WHAT YOU ARE ASKED TO DO – In the article on artificial photosynthesis below, reproduce word for word the passage starting with "However, this new" and going on through "that of a leaf.".

TEXT FOR ANALYSIS –
*** Begin section ***
Artificial Photosynthesis can help solve carbon emission problem: Study
Artificial Photosynthesis Can Help Solve Carbon Emission Problem: Study. A new research has suggested that there is a possibility that carbon emission problem of the world might be solved by a potentially game-changing breakthrough in artificial photosynthesis.
Washington: A new research has suggested that there is a possibility that carbon emission problem of the world might be solved by a potentially game-changing breakthrough in artificial photosynthesis.
A potentially game-changing breakthrough in artificial photosynthesis has been achieved with the development of a system that can capture carbon dioxide emissions before they are vented into the atmosphere and then, powered by solar energy, convert that carbon dioxide into valuable chemical products, including biodegradable plastics, pharmaceutical drugs and even liquid fuels.
Scientists with the U.S. Department of Energy (DOE)'s Lawrence Berkeley National Laboratory (Berkeley Lab) and the University of California (UC) Berkeley have created a hybrid system of semiconducting nanowires and bacteria that mimics the natural photosynthetic process by which plants use the energy in sunlight to synthesize carbohydrates from carbon dioxide and water.
However, this new artificial photosynthetic system synthesizes the combination of carbon dioxide and water into acetate, the most common building block today for biosynthesis.
By combining biocompatible light-capturing nanowire arrays with select bacterial populations, the new artificial photosynthesis system offered a win/win situation for the environment: solar-powered green chemistry using sequestered carbon dioxide.
A key to the success of their artificial photosynthesis system was the separation of the demanding requirements for light-capture efficiency and catalytic activity that is made possible by the nanowire/bacteria hybrid technology. With this approach, the Berkeley team achieved a solar energy conversion efficiency of up to 0.38-percent for about 200 hours under simulated sunlight, which was about the same as that of a leaf.
The yields of target chemical molecules produced from the acetate were also encouraging, as high as 26-percent for butanol, a fuel comparable to gasoline, 25-percent for amorphadiene, a precursor to the antimaleria drug artemisinin, and 52-percent for the renewable and biodegradable plastic PHB. Improved performances are anticipated with further refinements of the technology.
*** End section ***
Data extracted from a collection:
*** Begin section ***
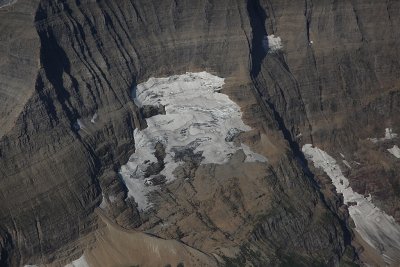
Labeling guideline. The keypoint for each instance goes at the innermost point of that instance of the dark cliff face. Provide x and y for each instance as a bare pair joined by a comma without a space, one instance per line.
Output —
65,61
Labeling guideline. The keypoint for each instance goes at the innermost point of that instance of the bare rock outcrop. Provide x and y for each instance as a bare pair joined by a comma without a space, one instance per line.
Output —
67,120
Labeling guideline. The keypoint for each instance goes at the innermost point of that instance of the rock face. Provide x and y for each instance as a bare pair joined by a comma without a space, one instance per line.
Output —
67,121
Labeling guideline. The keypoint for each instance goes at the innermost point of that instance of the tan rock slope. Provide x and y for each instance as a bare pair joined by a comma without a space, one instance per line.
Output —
67,119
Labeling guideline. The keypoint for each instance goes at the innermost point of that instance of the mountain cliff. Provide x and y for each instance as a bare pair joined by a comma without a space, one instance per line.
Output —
68,69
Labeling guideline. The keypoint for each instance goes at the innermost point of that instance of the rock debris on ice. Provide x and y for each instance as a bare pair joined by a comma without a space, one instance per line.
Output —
395,151
377,228
81,262
199,122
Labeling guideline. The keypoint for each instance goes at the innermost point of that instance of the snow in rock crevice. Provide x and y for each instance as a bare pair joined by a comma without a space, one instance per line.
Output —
198,120
377,228
389,135
395,151
81,262
272,43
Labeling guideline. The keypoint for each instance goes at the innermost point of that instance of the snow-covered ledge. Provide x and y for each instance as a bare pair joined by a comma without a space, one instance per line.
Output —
376,227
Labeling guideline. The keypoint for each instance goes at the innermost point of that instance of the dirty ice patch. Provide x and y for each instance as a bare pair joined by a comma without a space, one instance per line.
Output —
271,43
5,3
389,134
395,151
377,228
199,124
81,262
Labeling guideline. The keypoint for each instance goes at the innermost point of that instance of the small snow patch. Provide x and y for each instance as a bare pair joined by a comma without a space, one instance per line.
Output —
272,44
94,118
395,151
345,162
81,262
377,228
389,134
*** End section ***
ANSWER TO THIS EXERCISE –
However, this new artificial photosynthetic system synthesizes the combination of carbon dioxide and water into acetate, the most common building block today for biosynthesis.
By combining biocompatible light-capturing nanowire arrays with select bacterial populations, the new artificial photosynthesis system offered a win/win situation for the environment: solar-powered green chemistry using sequestered carbon dioxide.
A key to the success of their artificial photosynthesis system was the separation of the demanding requirements for light-capture efficiency and catalytic activity that is made possible by the nanowire/bacteria hybrid technology. With this approach, the Berkeley team achieved a solar energy conversion efficiency of up to 0.38-percent for about 200 hours under simulated sunlight, which was about the same as that of a leaf.